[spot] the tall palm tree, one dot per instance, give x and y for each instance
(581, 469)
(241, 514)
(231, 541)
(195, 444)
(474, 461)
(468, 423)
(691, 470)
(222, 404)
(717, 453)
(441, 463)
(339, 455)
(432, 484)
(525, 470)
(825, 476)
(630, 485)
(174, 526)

====

### Requirements
Write out all the rows above again, word for word, with nothing changed.

### Output for this task
[spot] the tall palm tree, one dot per instance, give x and y for each instance
(581, 469)
(241, 514)
(231, 541)
(195, 444)
(474, 461)
(468, 423)
(691, 470)
(222, 404)
(717, 453)
(441, 463)
(339, 455)
(432, 484)
(525, 470)
(825, 476)
(630, 485)
(174, 526)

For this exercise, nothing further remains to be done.